__WHAT TO PRODUCE__
Rewrite the part of the items that opens with the line containing "Target: <item>white ceiling</item>" and runs through the end, replacing "outline" with "boundary" and leaving everything else unchanged. Omit the pictures from your answer.

Extracted data entries:
-- start --
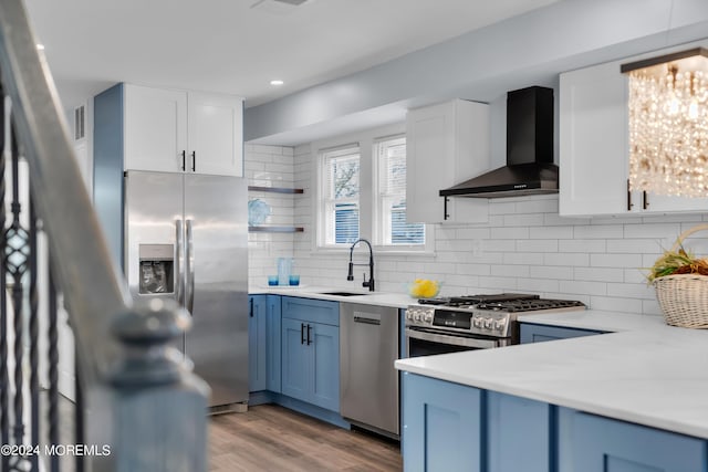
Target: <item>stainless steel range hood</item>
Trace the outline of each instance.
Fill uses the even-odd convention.
[[[440,190],[440,197],[499,198],[558,193],[553,164],[553,90],[507,94],[507,165]]]

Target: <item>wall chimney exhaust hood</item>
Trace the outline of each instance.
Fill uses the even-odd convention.
[[[558,193],[553,164],[553,90],[507,93],[507,165],[445,190],[440,197],[499,198]]]

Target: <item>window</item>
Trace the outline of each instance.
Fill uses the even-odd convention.
[[[425,224],[406,223],[406,138],[375,145],[377,164],[376,221],[379,245],[425,244]]]
[[[360,150],[347,146],[322,156],[323,242],[351,244],[360,230]]]
[[[348,249],[366,238],[379,253],[433,253],[433,228],[406,222],[404,124],[313,143],[312,148],[317,166],[315,249]]]

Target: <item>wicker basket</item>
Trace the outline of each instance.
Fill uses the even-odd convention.
[[[698,224],[684,231],[671,250],[677,251],[688,235],[702,230],[708,230],[708,224]],[[654,287],[667,324],[685,328],[708,328],[708,276],[665,275],[654,280]]]

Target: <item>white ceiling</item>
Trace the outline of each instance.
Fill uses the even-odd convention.
[[[116,82],[247,107],[558,0],[25,0],[65,107]],[[285,85],[273,87],[272,78]]]

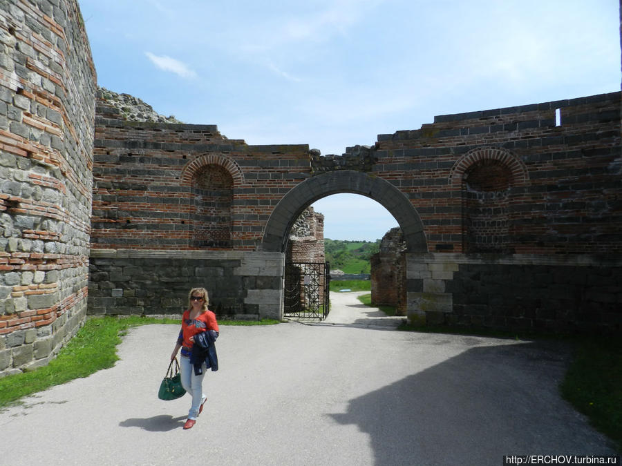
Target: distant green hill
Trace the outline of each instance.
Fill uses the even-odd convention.
[[[341,241],[324,239],[324,254],[330,270],[339,269],[345,273],[369,273],[370,258],[380,249],[380,240]]]

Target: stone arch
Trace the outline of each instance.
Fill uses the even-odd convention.
[[[234,188],[237,188],[244,183],[244,173],[242,173],[242,169],[235,161],[223,155],[206,154],[186,164],[180,177],[181,185],[191,186],[192,180],[197,173],[207,165],[220,165],[226,169],[233,179]]]
[[[461,157],[449,173],[450,186],[460,186],[464,173],[474,164],[484,160],[497,161],[505,165],[511,173],[512,187],[527,183],[529,178],[527,167],[516,155],[508,151],[496,147],[480,147],[472,149]]]
[[[261,249],[284,252],[288,233],[302,211],[319,199],[341,193],[360,194],[379,202],[397,221],[404,232],[407,251],[428,252],[419,213],[404,193],[382,178],[350,170],[313,176],[290,191],[268,219]]]

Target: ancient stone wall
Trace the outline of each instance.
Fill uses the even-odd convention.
-- end --
__ANSWER BELOW__
Target: <item>white ceiling</item>
Trace the boundary of each instance.
Fill uses the even-odd convention.
[[[116,82],[247,107],[558,0],[25,0],[65,107]],[[285,85],[273,87],[272,78]]]

Target: distant green hill
Trace the boundary of each instance.
Fill uses the even-odd convention.
[[[341,241],[324,239],[324,254],[330,270],[339,269],[345,273],[369,273],[370,258],[380,249],[380,240]]]

Target: stone arch
Trace the boundary of each instance.
Fill uses the even-odd convention.
[[[234,188],[237,188],[244,183],[244,173],[242,173],[242,169],[235,161],[223,155],[206,154],[186,164],[180,177],[181,185],[191,186],[192,180],[197,173],[207,165],[220,165],[226,169],[233,179]]]
[[[461,157],[449,173],[450,186],[460,186],[464,173],[474,164],[484,160],[497,161],[505,165],[511,173],[512,187],[527,183],[529,178],[527,167],[516,155],[508,151],[496,147],[480,147],[472,149]]]
[[[261,249],[284,252],[288,233],[302,211],[319,199],[341,193],[360,194],[379,202],[397,221],[404,232],[407,251],[428,252],[419,213],[404,193],[382,178],[350,170],[313,176],[290,191],[268,219]]]

Target: ancient stone wall
Trace the boundary of each instance.
Fill uses the even-odd convention.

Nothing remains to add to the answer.